* **Activity 1**
Summarize the PerfCurator overview in two sentences.
* **Activity 2**
Carry the PerfCurator overview forward from its last sentence.

* **Passage**
****
PerfCurator: Curating a large-scale dataset of performance bug-related commits from public repositories
Md Abul Kalam Azad, Manoj Alexender, Matthew Alexender, Syed Salauddin Mohammad Tariq, Foyzul Hassan, Probir Roy
TL;DR
PerfCurator tackles the lack of large-scale, open datasets of performance bugs by integrating a lightweight, distillation-based classifier with scalable repository mining. The authors develop PcBERT-HS and PcBERT-KD to identify performance bug commits, achieving state-of-the-art accuracy with far lower computational cost than large LLMs. They deploy PerfCurator on a 50-node CPU cluster to mine hundreds of thousands of commits across Python, C++, and Java, producing a dataset of over 408K performance commits. The study demonstrates that larger, data-rich datasets enhance data-driven performance bug detection and API-misuse detection, offering practical benefits for performance engineering and tooling. Overall, the work provides a scalable workflow and dataset to advance research on performance bugs and their mitigation.
****
* **Given data**
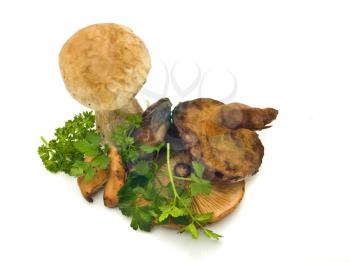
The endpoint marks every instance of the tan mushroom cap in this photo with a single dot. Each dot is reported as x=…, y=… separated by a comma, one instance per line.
x=222, y=200
x=104, y=66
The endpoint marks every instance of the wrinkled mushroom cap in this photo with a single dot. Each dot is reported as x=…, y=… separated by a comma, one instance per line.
x=223, y=136
x=221, y=201
x=104, y=66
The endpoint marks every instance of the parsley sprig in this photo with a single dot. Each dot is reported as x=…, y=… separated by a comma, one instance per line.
x=73, y=142
x=181, y=206
x=147, y=201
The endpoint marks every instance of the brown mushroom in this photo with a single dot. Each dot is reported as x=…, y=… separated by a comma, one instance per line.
x=229, y=151
x=155, y=123
x=103, y=67
x=223, y=197
x=116, y=178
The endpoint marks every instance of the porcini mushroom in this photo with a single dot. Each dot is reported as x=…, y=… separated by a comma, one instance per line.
x=222, y=199
x=222, y=136
x=103, y=67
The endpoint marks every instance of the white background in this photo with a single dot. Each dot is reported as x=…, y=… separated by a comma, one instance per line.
x=291, y=55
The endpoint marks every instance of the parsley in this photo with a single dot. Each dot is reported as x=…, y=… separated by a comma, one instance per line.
x=73, y=142
x=180, y=206
x=122, y=137
x=163, y=204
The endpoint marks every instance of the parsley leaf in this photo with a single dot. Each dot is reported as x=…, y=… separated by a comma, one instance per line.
x=122, y=137
x=73, y=142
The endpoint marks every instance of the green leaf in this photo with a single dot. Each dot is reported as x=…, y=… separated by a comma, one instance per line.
x=178, y=212
x=203, y=218
x=89, y=174
x=76, y=171
x=191, y=228
x=212, y=235
x=198, y=169
x=59, y=154
x=94, y=139
x=199, y=186
x=142, y=219
x=142, y=168
x=83, y=146
x=134, y=120
x=101, y=161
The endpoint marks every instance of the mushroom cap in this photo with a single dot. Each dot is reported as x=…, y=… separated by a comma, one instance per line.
x=231, y=152
x=222, y=199
x=104, y=65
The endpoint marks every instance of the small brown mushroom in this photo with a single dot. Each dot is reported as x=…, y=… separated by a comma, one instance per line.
x=89, y=188
x=221, y=201
x=116, y=178
x=103, y=67
x=222, y=136
x=155, y=123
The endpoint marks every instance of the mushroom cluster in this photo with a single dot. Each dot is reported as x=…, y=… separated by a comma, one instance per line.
x=221, y=137
x=104, y=66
****
* **Written response 1**
PerfCurator addresses the lack of large-scale, open datasets of performance bugs by pairing a lightweight, distillation-based classifier with scalable repository mining, and its PcBERT-HS and PcBERT-KD models identify performance bug commits with state-of-the-art accuracy at far lower computational cost than large LLMs. Deployed on a 50-node CPU cluster across Python, C++, and Java, it produced a dataset of over 408K performance commits, and the study shows that such larger datasets improve data-driven performance bug detection and API-misuse detection.

* **Written response 2**
Abstract
Performance bugs challenge software development, degrading performance and wasting computational resources. Software developers invest substantial effort in addressing these issues. Curating these performance bugs can offer valuable insights to the software engineering research community, aiding in developing new mitigation strategies. However, there is no large-scale open-source performance bugs dataset available. To bridge this gap, we propose PerfCurator, a repository miner that collects performance bug-related commits at scale. PerfCurator employs PcBERT-KD, a 125M parameter BERT model trained to classify performance bug-related commits. Our evaluation shows PcBERT-KD achieves accuracy comparable to 7 billion parameter LLMs but with significantly lower computational overhead, enabling cost-effective deployment on CPU clusters. Utilizing PcBERT-KD as the core component, we deployed PerfCurator on a 50-node CPU cluster to mine GitHub repositories. This extensive mining operation resulted in the construction of a large-scale dataset comprising 114K performance bug-fix commits in Python, 217.9K in C++, and 76.6K in Java. Our results demonstrate that this large-scale dataset significantly enhances the effectiveness of data-driven performance bug detection systems.